> **EXERCISE DESCRIPTION**: Which lines in the material below contain the string "suit"? Return each of those lines in full.

> **DATA PROVIDED**:
%%
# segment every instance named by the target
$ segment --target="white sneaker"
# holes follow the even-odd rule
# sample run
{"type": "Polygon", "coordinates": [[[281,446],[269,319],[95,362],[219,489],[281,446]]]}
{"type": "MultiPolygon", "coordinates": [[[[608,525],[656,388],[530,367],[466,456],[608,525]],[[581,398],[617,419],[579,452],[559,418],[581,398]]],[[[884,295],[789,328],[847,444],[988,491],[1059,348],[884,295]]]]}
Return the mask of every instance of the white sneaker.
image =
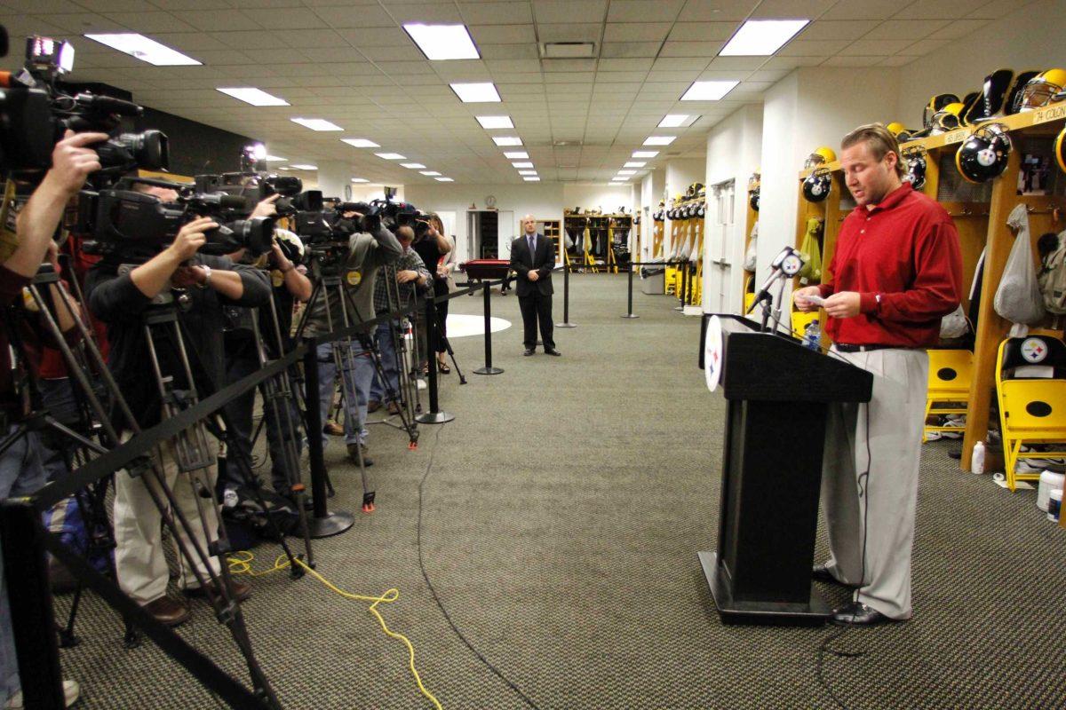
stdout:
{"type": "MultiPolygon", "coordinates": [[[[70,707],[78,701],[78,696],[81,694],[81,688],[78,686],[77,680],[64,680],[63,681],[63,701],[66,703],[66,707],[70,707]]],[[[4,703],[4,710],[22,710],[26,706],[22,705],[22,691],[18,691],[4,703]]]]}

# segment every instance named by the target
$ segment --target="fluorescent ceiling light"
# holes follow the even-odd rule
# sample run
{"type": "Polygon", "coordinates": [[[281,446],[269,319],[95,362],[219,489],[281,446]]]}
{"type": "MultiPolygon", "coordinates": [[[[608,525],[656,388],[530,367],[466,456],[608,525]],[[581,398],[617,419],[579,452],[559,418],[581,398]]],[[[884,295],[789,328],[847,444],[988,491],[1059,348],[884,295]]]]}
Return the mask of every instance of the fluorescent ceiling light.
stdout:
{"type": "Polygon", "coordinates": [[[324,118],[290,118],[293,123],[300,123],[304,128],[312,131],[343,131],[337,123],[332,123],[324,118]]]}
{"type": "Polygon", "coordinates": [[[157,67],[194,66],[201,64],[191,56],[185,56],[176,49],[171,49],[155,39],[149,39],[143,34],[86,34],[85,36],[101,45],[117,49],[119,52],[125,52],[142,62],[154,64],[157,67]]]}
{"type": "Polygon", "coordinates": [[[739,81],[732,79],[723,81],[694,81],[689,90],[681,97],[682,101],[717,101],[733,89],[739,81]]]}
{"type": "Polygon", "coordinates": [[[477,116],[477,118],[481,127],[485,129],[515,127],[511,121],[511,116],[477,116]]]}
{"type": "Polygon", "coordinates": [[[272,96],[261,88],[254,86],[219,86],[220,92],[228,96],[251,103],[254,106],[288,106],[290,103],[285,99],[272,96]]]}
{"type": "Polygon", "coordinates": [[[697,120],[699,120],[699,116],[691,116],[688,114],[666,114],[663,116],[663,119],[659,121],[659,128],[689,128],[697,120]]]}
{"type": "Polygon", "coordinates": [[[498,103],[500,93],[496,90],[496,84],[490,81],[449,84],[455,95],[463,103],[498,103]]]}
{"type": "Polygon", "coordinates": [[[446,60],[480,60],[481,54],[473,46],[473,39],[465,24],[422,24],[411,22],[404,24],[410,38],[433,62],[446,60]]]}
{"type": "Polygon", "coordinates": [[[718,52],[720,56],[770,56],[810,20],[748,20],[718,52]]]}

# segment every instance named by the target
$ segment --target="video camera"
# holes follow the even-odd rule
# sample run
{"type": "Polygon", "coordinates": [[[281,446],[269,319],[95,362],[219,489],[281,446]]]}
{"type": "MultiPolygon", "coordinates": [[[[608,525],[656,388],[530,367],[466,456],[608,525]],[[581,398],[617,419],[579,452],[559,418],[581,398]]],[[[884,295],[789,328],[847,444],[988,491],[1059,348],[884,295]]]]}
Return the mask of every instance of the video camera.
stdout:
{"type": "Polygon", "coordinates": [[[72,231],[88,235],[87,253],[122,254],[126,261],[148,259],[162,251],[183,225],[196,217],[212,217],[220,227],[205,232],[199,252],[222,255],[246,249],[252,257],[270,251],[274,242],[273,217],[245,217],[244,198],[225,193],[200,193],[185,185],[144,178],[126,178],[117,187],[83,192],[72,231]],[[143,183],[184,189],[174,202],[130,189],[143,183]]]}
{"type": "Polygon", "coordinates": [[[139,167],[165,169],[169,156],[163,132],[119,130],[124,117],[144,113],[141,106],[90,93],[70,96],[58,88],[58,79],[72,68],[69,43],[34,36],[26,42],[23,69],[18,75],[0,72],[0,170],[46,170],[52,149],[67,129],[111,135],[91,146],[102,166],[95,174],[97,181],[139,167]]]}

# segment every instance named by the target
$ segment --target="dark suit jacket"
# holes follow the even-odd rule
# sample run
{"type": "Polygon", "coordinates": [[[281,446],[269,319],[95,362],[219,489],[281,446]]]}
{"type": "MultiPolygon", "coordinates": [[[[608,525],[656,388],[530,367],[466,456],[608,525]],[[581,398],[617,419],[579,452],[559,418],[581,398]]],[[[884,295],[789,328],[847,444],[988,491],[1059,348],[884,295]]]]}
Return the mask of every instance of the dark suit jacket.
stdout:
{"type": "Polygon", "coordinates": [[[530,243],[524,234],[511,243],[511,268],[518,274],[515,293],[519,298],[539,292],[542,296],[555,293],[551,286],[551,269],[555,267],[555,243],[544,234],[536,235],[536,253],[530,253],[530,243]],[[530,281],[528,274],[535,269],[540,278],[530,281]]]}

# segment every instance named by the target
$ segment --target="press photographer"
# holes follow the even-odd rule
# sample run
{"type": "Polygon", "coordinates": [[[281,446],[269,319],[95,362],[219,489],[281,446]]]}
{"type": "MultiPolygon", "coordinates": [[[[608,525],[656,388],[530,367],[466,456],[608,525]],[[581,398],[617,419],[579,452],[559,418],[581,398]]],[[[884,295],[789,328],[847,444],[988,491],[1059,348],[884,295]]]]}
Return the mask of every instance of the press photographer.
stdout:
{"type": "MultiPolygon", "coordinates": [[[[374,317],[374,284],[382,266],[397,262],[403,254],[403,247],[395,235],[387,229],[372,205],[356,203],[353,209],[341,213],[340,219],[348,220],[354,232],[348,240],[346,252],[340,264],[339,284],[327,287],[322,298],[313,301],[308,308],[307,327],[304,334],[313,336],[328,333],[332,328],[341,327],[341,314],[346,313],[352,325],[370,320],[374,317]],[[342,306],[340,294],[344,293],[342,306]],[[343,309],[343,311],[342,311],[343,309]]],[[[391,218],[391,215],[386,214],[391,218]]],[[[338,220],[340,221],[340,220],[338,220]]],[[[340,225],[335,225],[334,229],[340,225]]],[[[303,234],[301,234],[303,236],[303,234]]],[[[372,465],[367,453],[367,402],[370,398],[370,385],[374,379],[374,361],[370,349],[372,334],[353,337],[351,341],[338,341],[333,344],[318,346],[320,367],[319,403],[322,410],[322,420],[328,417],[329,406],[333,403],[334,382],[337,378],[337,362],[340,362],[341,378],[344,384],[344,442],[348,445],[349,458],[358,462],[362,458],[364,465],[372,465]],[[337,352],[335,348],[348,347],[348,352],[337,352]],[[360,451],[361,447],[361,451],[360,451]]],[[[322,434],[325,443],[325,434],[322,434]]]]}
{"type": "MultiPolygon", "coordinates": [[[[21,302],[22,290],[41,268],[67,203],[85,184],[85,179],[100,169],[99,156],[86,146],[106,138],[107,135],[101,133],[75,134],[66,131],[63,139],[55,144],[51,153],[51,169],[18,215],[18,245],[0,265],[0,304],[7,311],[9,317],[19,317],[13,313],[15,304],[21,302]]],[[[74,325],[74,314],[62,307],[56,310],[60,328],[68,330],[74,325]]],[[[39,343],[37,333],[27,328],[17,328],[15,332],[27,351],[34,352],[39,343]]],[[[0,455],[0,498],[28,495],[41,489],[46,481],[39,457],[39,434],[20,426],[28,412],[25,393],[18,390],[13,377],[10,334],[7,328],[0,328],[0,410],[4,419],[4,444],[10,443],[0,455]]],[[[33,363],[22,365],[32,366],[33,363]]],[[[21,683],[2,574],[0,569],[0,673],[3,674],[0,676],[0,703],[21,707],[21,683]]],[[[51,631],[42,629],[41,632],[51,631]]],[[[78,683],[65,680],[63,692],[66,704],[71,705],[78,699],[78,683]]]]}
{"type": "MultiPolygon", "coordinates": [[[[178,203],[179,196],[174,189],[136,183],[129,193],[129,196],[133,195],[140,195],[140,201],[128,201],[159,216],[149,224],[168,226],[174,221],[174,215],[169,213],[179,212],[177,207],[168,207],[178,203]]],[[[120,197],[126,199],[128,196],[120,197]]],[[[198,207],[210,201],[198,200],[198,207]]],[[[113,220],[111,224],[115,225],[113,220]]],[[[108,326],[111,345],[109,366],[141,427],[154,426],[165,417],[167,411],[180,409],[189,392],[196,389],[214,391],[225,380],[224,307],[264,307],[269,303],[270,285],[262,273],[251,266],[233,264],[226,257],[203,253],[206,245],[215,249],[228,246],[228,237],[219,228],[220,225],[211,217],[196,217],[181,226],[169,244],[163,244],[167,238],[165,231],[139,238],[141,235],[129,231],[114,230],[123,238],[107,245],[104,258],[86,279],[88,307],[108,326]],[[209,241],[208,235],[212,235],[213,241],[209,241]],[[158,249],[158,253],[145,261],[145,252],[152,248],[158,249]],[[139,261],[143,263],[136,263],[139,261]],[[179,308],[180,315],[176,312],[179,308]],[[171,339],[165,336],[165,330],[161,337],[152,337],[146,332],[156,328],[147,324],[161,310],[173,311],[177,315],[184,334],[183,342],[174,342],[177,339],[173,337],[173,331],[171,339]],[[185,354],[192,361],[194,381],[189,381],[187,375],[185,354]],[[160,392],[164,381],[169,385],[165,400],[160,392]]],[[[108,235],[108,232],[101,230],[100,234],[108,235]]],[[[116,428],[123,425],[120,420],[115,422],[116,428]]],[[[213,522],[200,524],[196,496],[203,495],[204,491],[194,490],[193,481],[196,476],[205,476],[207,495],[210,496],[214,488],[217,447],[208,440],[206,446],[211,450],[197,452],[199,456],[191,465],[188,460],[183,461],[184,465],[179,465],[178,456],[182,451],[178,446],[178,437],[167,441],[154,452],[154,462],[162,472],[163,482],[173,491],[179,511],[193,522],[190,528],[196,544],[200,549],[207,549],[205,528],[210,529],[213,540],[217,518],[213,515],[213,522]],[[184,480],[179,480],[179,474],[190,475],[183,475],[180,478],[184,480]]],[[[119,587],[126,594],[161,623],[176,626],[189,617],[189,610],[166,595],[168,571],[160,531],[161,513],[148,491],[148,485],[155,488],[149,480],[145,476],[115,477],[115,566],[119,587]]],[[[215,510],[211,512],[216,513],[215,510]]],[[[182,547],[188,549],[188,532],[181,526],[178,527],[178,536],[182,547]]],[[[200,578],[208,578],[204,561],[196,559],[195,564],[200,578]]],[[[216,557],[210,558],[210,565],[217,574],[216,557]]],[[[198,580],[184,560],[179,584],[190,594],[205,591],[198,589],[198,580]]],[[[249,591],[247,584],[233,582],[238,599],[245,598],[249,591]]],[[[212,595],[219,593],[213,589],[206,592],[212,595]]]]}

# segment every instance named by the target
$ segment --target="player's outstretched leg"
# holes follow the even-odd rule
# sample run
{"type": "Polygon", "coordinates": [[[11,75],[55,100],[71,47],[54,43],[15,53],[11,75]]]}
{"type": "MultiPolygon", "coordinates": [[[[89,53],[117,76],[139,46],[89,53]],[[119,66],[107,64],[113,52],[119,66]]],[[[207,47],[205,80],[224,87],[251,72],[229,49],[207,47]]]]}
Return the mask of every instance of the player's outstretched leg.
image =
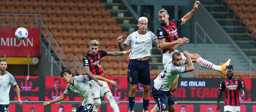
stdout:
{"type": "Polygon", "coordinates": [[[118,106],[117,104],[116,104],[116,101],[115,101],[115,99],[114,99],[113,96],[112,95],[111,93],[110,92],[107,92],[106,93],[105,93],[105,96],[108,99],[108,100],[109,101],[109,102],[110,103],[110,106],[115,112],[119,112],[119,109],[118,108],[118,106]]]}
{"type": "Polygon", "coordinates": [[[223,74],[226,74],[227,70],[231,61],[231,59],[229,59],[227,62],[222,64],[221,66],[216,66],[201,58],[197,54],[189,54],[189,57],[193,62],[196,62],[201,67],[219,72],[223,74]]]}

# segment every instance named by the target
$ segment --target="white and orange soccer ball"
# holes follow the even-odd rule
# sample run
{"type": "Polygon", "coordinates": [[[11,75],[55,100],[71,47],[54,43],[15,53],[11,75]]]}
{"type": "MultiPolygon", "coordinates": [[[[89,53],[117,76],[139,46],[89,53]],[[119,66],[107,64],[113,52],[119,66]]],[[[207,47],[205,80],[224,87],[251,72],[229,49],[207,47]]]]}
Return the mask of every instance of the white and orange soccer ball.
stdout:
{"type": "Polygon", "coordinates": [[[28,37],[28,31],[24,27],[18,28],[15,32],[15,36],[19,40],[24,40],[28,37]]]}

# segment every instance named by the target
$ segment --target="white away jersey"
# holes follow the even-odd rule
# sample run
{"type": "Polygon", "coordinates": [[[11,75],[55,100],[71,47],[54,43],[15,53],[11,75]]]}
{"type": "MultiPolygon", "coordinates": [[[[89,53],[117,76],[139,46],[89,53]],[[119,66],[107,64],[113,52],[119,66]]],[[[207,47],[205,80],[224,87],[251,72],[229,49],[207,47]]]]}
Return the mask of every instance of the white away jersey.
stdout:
%%
> **FINISHED ANSWER**:
$ segment --target="dark suit jacket"
Return the mask of every instance of the dark suit jacket.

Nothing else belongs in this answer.